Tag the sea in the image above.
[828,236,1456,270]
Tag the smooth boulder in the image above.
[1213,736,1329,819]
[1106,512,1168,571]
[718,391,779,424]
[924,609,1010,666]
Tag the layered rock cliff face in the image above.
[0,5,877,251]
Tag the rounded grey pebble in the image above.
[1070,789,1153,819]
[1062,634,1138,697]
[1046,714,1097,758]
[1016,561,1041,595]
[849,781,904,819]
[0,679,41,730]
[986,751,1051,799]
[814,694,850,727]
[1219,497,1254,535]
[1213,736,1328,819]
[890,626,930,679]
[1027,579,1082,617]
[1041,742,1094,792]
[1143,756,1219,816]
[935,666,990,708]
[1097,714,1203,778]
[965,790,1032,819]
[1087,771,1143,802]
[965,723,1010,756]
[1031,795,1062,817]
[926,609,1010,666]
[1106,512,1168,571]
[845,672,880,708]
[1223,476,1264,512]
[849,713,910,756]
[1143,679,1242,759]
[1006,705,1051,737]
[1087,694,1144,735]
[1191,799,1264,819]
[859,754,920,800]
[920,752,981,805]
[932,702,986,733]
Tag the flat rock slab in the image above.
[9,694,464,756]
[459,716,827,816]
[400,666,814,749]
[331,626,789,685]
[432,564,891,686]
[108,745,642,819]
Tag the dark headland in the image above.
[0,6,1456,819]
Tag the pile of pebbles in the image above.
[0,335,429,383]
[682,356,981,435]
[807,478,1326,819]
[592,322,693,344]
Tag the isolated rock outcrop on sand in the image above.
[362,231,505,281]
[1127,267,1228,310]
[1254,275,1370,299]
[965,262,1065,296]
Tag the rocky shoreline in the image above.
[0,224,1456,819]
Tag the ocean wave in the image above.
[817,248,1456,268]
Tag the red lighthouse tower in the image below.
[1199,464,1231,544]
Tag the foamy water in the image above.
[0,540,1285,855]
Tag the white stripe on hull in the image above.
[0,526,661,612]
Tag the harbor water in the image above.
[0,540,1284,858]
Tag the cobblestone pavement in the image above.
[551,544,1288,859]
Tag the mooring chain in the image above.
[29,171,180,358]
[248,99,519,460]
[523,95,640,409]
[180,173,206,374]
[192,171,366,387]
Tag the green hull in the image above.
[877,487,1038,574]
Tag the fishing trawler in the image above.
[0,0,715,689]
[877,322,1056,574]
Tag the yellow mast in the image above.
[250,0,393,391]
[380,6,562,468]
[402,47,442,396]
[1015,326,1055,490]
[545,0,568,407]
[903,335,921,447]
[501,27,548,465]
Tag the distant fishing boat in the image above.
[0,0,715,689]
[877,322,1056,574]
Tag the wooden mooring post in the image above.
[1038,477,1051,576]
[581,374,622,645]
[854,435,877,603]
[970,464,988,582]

******************************

## [What you have to do]
Go through all the lines above and change every "hull" to "boat side". Keep everything else the same.

## [Result for this task]
Tag the sea in the image above.
[828,236,1456,270]
Tag the smooth boulder in the image above.
[1213,736,1329,819]
[1106,512,1168,571]
[718,391,779,424]
[924,609,1010,666]
Tag the layered rock cliff face in the image above.
[0,5,877,251]
Tag the rounded grey pebble in the image above.
[1070,789,1153,819]
[1062,634,1138,697]
[1046,714,1097,758]
[1016,561,1041,595]
[849,781,904,819]
[0,679,41,730]
[986,751,1051,799]
[814,694,850,727]
[1219,497,1254,535]
[1213,736,1328,819]
[890,626,930,679]
[1027,579,1082,617]
[1041,742,1094,792]
[1143,756,1219,816]
[935,666,990,708]
[1097,714,1203,778]
[965,790,1032,819]
[1087,771,1143,802]
[965,723,1010,756]
[1031,795,1062,817]
[926,609,1010,666]
[1106,512,1168,571]
[845,672,880,708]
[1223,476,1264,512]
[849,713,910,756]
[1143,679,1242,759]
[1006,705,1051,737]
[1087,694,1144,735]
[1191,799,1264,819]
[859,754,920,800]
[920,752,981,805]
[932,702,986,733]
Tag the flat rock slab in the image above.
[9,694,464,756]
[459,716,827,816]
[400,666,814,749]
[331,626,789,685]
[432,564,891,686]
[108,745,642,819]
Tag the dark headland in the image above.
[0,6,1456,819]
Tag the pile of pebbles in the image above.
[0,335,429,383]
[682,356,981,435]
[807,478,1326,819]
[592,322,693,344]
Tag the isolated rock outcrop on sand in the image above.
[362,231,505,281]
[1127,267,1228,310]
[1254,275,1370,299]
[965,262,1065,296]
Tag the rocky shoreline in the image above.
[0,224,1456,819]
Tag the ocean wave in the image above.
[817,248,1456,268]
Tag the red lighthouse tower in the image below.
[1199,464,1231,544]
Tag the foamy water in the image above.
[0,540,1285,855]
Tag the white stripe on boat side in the image above.
[0,526,661,612]
Tag the harbor water in the image above.
[0,540,1284,858]
Tag the cobblestone pavement in the image above.
[551,544,1288,859]
Tag the mooring chain in the image above.
[29,171,180,358]
[248,99,519,460]
[523,95,640,409]
[180,173,206,374]
[192,171,366,387]
Tag the green boat side in the image above.
[877,487,1038,574]
Tag the fishing trawler in the image above.
[0,0,715,689]
[877,322,1056,574]
Tag the yellow mast in the image above.
[250,0,393,391]
[380,6,562,468]
[402,47,442,396]
[1015,326,1055,490]
[545,0,568,407]
[903,335,921,447]
[501,27,548,465]
Tag the distant fishing boat in the image above.
[0,0,715,689]
[877,322,1056,574]
Tag the wooden mooring post in the image above.
[1038,477,1051,576]
[581,374,622,645]
[854,435,877,603]
[970,464,988,582]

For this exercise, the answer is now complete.